## Work to be completed:
Arrange the items below as a numbered list, one line per number, beginning at the very start of the items and continuing through the line containing "[0,0,514,355]", with both ends included and blank lines omitted. Leave the pictures out of the answer.
:::
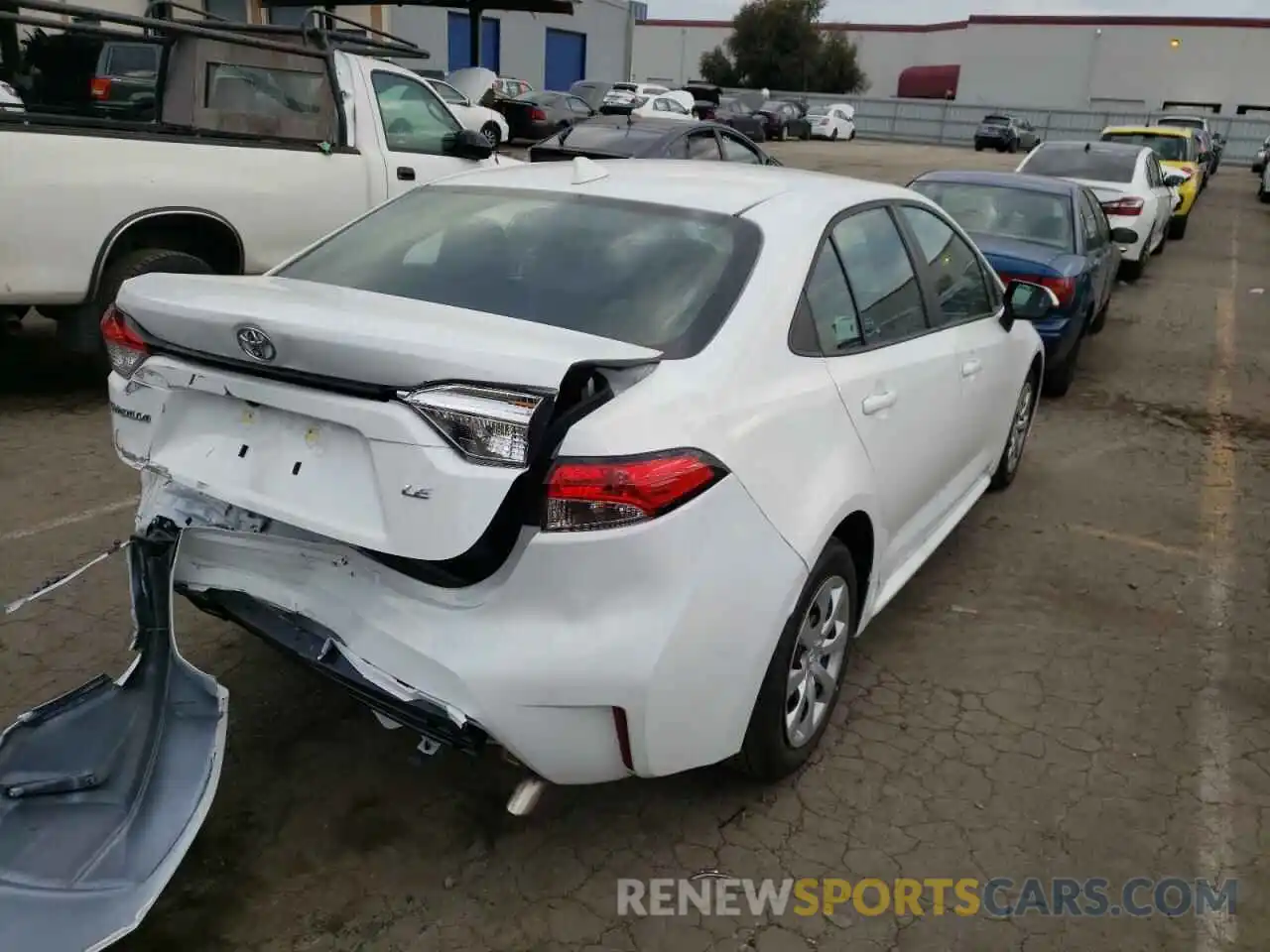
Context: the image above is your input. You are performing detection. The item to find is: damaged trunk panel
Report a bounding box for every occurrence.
[0,521,228,952]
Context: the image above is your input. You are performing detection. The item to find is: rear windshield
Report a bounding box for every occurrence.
[276,187,762,357]
[912,181,1075,251]
[1021,146,1138,181]
[1102,132,1187,162]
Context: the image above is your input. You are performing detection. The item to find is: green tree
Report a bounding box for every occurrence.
[701,0,869,94]
[698,46,740,86]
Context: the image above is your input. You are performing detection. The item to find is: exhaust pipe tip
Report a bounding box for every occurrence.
[507,776,548,816]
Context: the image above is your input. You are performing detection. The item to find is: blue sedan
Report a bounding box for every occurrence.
[908,172,1124,396]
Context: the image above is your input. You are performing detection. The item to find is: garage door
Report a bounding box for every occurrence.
[544,29,586,91]
[448,13,502,72]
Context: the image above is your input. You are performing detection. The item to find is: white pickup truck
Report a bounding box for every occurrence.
[0,0,514,355]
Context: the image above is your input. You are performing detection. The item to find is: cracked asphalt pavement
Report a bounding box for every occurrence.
[0,142,1270,952]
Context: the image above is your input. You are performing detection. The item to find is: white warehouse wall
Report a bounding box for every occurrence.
[385,0,630,89]
[632,17,1270,114]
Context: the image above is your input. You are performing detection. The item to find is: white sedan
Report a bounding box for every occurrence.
[421,68,507,146]
[806,103,856,141]
[0,159,1056,947]
[1015,136,1185,281]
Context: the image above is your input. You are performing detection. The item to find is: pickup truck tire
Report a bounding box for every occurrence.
[58,248,214,372]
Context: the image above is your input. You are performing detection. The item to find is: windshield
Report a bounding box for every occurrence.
[276,187,762,357]
[1020,146,1138,181]
[912,181,1075,251]
[1102,132,1187,163]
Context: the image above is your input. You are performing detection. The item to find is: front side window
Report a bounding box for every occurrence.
[833,208,927,345]
[431,80,467,105]
[372,69,459,155]
[901,204,997,325]
[276,185,762,357]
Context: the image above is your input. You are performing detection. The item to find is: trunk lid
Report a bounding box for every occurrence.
[967,231,1075,276]
[110,274,661,562]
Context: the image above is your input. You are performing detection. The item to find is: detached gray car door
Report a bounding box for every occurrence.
[0,523,228,952]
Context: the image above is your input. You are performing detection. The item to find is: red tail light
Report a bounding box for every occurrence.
[101,304,150,378]
[1001,273,1076,307]
[543,449,727,532]
[1102,198,1142,214]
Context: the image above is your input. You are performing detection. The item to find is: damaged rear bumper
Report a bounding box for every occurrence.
[0,523,228,952]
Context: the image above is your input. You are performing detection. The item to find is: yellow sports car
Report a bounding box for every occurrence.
[1101,126,1204,239]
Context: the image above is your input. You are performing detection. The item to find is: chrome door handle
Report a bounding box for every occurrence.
[860,390,895,416]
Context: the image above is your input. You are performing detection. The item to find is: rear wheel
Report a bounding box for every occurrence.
[734,538,858,780]
[988,371,1036,490]
[58,248,213,372]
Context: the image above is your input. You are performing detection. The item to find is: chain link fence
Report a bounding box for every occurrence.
[726,89,1270,165]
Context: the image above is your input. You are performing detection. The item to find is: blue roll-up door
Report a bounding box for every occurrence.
[448,12,502,72]
[543,28,586,91]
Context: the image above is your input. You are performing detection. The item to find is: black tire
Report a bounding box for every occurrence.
[988,371,1040,493]
[58,248,213,371]
[733,538,860,780]
[1042,320,1084,398]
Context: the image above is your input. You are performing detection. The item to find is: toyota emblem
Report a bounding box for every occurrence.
[237,325,278,363]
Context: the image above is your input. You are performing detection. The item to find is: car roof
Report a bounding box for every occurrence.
[1102,126,1195,137]
[913,169,1080,195]
[434,160,912,214]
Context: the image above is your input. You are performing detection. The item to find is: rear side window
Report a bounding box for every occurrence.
[833,208,927,344]
[276,185,762,358]
[1022,146,1138,181]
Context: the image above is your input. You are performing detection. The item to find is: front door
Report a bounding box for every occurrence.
[812,205,965,577]
[371,69,476,198]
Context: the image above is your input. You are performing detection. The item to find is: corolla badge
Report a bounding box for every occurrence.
[237,325,278,363]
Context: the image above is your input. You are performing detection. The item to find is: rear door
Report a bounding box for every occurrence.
[809,204,966,577]
[1077,187,1119,314]
[369,68,476,198]
[899,204,1020,484]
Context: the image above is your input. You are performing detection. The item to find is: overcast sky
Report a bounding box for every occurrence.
[648,0,1270,23]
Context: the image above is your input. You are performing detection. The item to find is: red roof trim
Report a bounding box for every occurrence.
[639,14,1270,33]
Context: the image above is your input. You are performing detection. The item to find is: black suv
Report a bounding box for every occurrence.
[974,113,1040,153]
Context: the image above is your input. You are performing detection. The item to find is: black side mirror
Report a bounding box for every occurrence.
[441,130,494,163]
[1001,280,1058,330]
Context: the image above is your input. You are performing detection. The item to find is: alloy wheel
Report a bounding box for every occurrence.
[785,575,851,748]
[1006,377,1035,472]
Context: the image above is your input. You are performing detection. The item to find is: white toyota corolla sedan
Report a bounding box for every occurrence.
[0,159,1054,948]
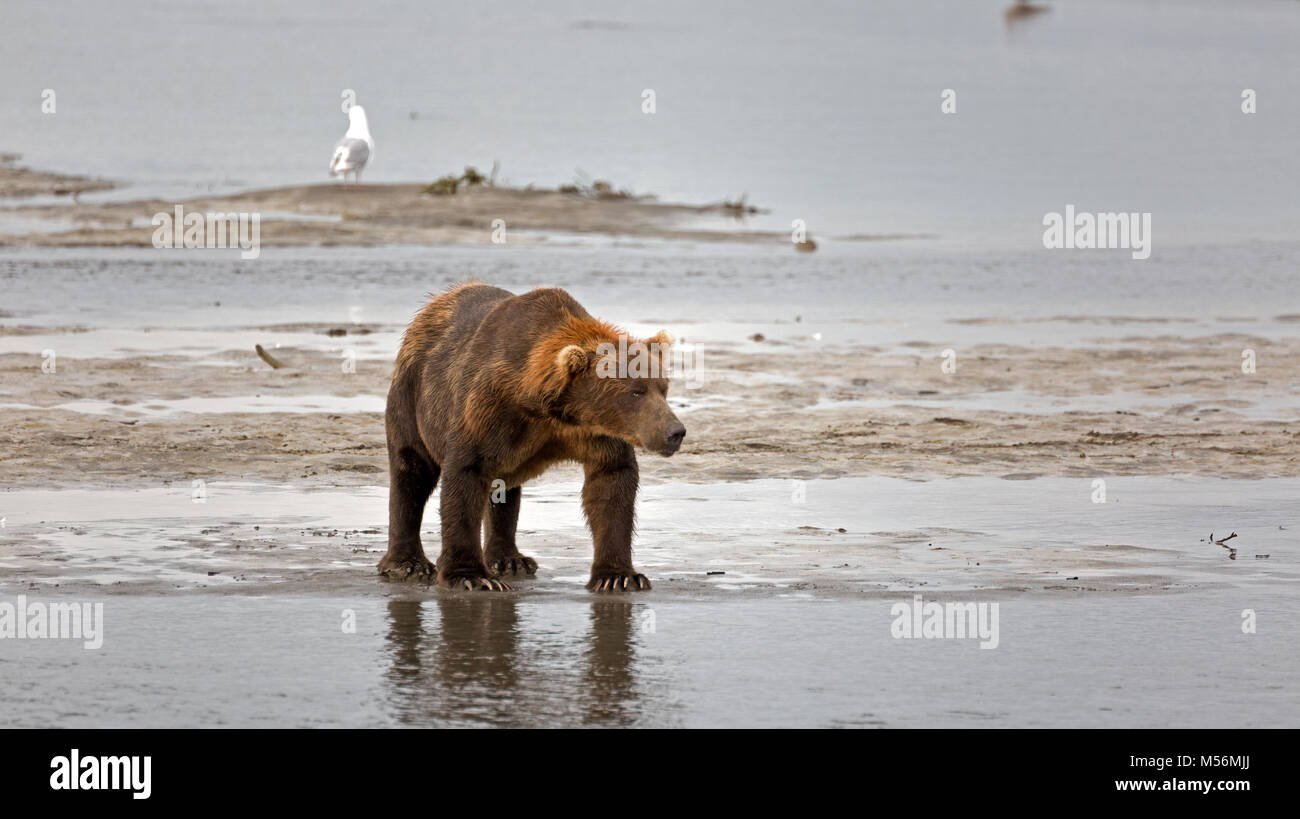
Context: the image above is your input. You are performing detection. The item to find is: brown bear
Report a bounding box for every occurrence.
[380,282,686,592]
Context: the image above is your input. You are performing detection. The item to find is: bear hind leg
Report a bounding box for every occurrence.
[380,447,441,580]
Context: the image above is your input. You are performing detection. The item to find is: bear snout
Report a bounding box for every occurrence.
[663,421,686,455]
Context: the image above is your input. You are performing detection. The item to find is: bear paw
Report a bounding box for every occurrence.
[380,555,433,580]
[586,572,650,592]
[488,554,537,576]
[438,569,510,592]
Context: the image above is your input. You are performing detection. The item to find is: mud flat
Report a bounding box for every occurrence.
[0,325,1300,486]
[0,183,789,247]
[0,153,117,199]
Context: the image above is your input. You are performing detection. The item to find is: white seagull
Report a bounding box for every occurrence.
[329,105,374,187]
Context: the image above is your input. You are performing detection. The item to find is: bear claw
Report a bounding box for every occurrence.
[586,573,650,592]
[438,575,510,592]
[380,555,434,580]
[488,555,537,576]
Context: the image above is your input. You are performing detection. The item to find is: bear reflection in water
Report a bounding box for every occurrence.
[385,594,664,727]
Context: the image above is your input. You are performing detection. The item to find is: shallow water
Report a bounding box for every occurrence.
[0,0,1300,248]
[0,243,1300,360]
[0,477,1300,727]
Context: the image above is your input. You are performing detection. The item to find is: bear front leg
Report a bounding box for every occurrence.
[582,442,650,592]
[437,452,510,592]
[484,486,537,575]
[380,445,438,580]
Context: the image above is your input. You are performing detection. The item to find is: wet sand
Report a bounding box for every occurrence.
[0,176,790,247]
[0,233,1300,727]
[0,325,1300,486]
[0,153,117,200]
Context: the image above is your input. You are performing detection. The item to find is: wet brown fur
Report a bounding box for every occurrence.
[380,282,685,590]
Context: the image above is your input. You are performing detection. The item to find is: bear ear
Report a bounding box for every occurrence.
[555,345,589,376]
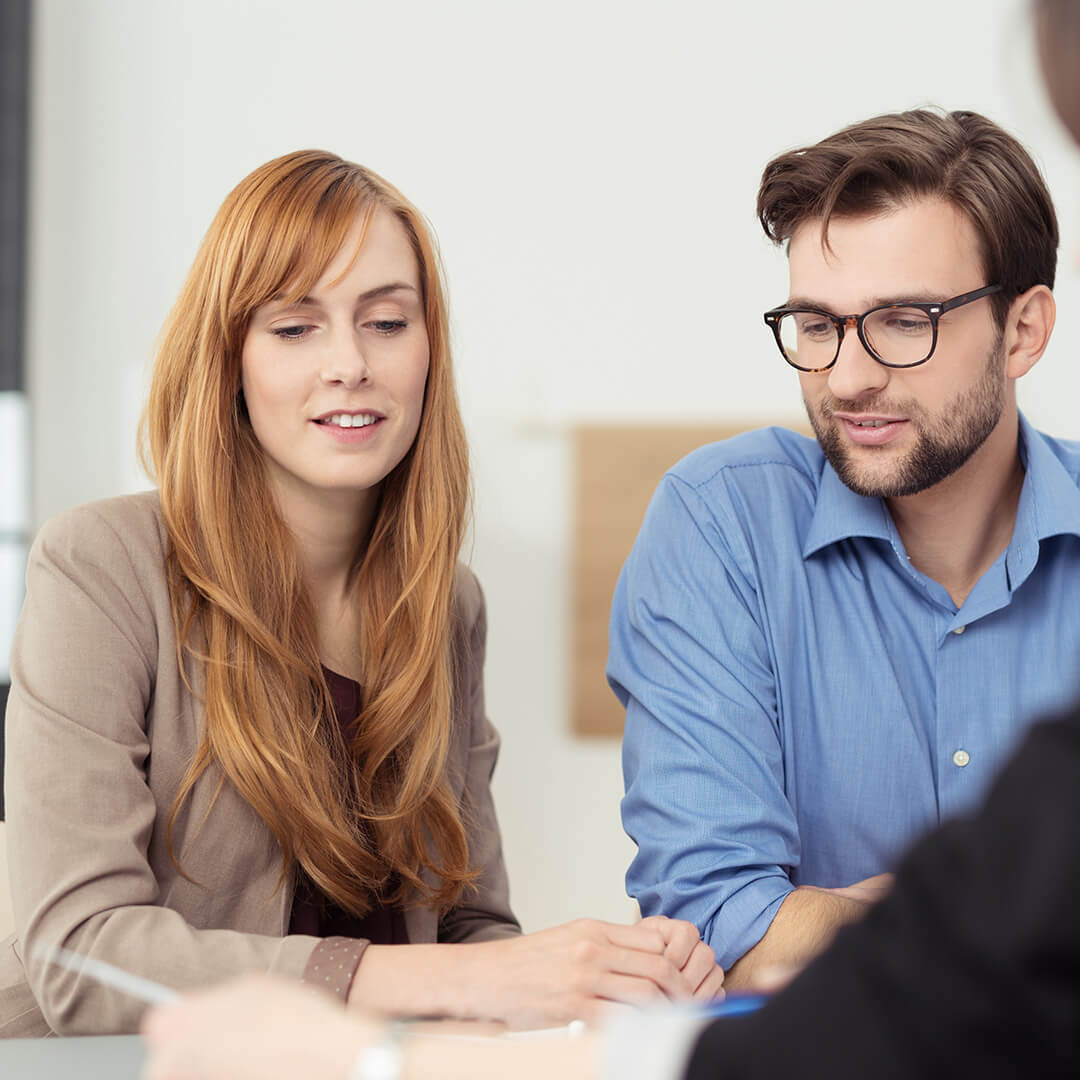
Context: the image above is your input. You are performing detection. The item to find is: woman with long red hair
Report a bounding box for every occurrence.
[0,151,723,1036]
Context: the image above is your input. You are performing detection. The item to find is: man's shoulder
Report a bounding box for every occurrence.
[667,428,824,492]
[1029,428,1080,487]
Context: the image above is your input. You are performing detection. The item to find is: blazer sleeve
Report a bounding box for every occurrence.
[6,508,316,1035]
[438,568,521,942]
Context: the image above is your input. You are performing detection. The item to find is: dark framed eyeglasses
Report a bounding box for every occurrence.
[765,285,1002,373]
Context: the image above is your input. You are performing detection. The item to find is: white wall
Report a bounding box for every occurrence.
[10,0,1080,928]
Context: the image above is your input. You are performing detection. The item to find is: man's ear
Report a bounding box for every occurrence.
[1004,285,1057,379]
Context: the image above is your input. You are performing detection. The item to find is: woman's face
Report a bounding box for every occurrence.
[241,207,429,521]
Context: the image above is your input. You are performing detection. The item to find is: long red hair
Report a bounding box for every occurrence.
[144,150,472,915]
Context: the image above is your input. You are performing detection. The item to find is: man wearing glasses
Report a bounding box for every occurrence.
[608,110,1080,988]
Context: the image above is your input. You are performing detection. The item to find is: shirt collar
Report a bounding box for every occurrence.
[802,414,1080,558]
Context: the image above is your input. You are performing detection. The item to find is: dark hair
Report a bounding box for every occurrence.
[757,109,1057,326]
[1035,0,1080,143]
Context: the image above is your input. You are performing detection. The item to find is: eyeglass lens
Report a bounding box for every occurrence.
[780,308,934,372]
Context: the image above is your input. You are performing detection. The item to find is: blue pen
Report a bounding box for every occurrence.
[702,994,769,1016]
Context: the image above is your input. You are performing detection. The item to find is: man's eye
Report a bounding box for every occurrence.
[887,314,931,335]
[798,319,833,338]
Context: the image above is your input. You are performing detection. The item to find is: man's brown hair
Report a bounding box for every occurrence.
[757,109,1057,326]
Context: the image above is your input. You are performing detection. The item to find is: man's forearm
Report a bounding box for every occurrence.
[724,887,869,990]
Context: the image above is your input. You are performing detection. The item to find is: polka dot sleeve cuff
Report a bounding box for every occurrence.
[302,937,368,1002]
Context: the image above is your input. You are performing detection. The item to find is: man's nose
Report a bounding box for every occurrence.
[828,315,889,401]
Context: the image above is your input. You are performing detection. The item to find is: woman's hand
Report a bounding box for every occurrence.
[455,917,724,1027]
[143,975,367,1080]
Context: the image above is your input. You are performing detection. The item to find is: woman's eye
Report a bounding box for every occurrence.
[271,326,311,341]
[368,319,408,335]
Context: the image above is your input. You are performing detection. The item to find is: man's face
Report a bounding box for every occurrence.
[788,199,1009,498]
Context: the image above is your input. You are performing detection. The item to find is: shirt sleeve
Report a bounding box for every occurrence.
[687,712,1080,1080]
[608,474,799,968]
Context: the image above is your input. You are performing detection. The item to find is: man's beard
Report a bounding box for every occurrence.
[804,338,1005,499]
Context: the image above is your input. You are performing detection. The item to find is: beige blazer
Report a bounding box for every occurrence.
[0,492,519,1037]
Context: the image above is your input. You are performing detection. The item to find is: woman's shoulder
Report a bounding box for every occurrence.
[31,491,167,583]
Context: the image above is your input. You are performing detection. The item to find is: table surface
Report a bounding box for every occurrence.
[0,1035,145,1080]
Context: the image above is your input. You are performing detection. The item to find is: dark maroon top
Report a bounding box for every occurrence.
[288,667,408,945]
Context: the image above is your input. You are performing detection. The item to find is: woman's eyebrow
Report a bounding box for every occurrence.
[269,281,420,308]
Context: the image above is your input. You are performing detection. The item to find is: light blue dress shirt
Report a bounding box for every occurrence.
[608,417,1080,968]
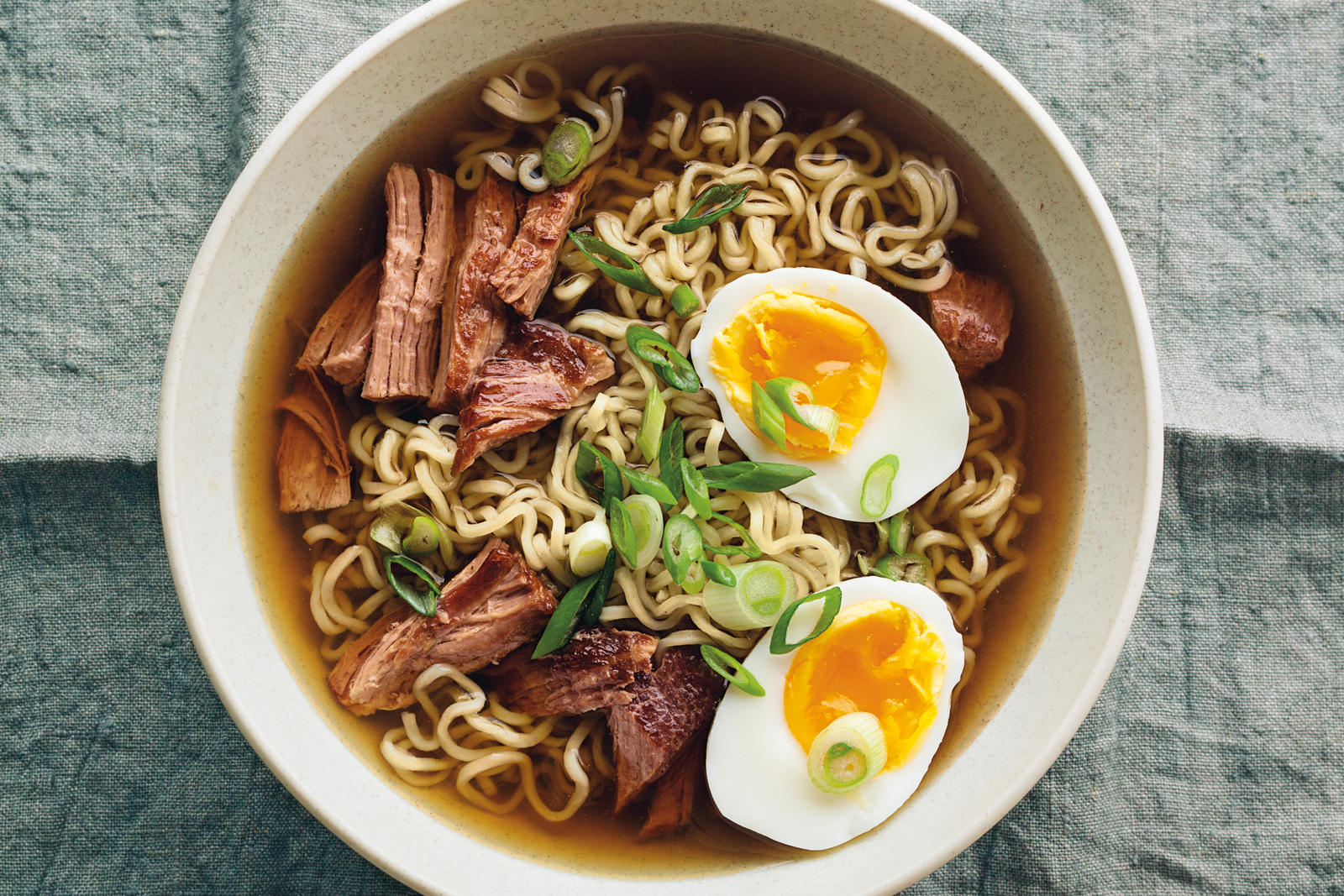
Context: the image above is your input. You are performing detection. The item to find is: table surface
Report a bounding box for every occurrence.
[0,0,1344,893]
:::
## Output below:
1. Context: the image above is your input. You are performing detection. The item to find is: damaged trunk panel
2. Report a bounding box for every occurrence.
3. [0,521,228,952]
4. Context: the image above is your input. You are performing detection. The item to find is: rear windshield
5. Report a bounding box for every occurrence.
6. [276,187,762,357]
7. [912,181,1075,251]
8. [1021,146,1138,181]
9. [1102,132,1187,162]
10. Context: the image above is your input. You are performing detection. The item to find is: green tree
11. Report a bounding box for every occurrence.
12. [701,0,869,94]
13. [698,46,740,86]
14. Context: the image above is your input. You are performing detection. The item to find is: exhaust pipe tip
15. Report a bounding box for every occurrence.
16. [507,776,548,816]
17. Context: the image above is your input. You are performing detection. The item to find is: blue sedan
18. Report a bounding box for every occurrence.
19. [908,172,1124,396]
20. Context: the image above is your input. You are performing detection. The item to find is: garage door
21. Report a bounding box for every occurrence.
22. [544,29,586,91]
23. [448,13,502,72]
24. Context: the image above is your input. You are performing detection. The item to find is: white pickup truck
25. Report a bounding box for every occurrence.
26. [0,0,514,355]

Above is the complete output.